(DIRECTIONS FOR THIS TASK): Return every line in the entries below that contains the string "sign".

(AVAILABLE DATA):
— BEGIN —
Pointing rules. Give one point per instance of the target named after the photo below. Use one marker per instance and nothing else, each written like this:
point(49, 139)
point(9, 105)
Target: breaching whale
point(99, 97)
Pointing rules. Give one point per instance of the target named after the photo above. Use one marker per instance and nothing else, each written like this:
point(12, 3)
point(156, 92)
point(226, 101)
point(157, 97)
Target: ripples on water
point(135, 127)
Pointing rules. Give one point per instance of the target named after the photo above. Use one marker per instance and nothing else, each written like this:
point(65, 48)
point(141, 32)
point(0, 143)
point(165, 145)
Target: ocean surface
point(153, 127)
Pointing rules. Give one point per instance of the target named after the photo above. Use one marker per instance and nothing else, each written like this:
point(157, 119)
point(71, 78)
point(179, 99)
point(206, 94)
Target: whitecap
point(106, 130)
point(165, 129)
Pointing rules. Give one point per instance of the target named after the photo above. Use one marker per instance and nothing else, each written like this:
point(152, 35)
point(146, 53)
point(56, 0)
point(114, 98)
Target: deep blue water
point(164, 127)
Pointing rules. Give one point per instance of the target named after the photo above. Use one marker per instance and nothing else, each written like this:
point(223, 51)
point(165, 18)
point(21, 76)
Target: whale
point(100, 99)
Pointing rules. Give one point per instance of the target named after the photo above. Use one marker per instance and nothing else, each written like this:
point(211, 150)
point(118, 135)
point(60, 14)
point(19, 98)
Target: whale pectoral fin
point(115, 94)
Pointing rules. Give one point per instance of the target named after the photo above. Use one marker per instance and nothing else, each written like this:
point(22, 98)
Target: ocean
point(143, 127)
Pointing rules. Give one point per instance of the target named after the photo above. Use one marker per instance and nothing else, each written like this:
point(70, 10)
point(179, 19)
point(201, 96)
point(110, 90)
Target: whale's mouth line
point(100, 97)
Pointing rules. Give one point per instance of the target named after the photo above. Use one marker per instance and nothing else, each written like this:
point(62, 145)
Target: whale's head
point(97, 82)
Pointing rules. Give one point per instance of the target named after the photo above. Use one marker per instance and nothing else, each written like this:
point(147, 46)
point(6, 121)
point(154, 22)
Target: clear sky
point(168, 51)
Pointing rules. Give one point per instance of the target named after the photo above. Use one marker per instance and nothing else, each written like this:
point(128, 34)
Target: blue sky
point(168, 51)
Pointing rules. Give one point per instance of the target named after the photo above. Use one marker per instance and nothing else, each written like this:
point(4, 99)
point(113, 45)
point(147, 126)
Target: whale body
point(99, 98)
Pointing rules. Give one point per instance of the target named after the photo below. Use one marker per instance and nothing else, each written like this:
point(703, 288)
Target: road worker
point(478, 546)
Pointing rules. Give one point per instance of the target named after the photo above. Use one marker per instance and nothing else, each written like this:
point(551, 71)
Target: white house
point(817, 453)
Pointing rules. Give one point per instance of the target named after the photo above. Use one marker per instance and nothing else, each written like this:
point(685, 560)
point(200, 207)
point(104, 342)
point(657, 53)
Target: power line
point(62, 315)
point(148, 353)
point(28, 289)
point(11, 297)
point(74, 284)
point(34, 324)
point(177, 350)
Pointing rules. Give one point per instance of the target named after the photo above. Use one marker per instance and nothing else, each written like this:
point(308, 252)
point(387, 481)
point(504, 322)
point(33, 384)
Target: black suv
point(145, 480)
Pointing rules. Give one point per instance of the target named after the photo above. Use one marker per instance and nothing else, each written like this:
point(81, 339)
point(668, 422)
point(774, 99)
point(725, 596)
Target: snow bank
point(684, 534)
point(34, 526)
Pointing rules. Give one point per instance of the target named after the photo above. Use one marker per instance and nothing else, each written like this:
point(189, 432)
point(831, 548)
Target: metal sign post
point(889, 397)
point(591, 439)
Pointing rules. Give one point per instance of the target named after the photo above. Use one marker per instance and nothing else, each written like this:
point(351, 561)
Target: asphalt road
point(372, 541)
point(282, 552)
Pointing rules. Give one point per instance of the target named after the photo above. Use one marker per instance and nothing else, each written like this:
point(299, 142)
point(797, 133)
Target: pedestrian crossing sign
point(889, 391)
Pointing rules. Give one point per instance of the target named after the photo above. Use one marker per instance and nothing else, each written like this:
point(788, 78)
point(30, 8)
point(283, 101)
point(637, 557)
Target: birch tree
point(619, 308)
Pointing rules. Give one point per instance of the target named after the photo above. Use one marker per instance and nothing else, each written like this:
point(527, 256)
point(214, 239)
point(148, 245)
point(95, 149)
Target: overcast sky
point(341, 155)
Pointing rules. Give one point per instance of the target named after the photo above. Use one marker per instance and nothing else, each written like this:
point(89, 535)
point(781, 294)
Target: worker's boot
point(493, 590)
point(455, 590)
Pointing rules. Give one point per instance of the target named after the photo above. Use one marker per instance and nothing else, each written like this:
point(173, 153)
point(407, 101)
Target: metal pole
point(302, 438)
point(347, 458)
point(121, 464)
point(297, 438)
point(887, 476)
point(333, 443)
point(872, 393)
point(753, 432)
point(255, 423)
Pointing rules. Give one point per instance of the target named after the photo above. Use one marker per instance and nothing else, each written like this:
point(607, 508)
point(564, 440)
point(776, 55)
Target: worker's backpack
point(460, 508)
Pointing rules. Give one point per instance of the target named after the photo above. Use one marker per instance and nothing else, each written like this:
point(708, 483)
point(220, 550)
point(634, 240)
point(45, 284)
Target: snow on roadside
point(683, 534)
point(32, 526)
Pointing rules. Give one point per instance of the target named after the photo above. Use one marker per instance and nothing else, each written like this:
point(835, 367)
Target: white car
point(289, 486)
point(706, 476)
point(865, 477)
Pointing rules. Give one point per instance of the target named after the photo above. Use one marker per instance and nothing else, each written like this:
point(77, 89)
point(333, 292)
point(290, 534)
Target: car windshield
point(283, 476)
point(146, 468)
— END —
(FINISHED TASK):
Target: metal sign post
Target: pedestrian crossing sign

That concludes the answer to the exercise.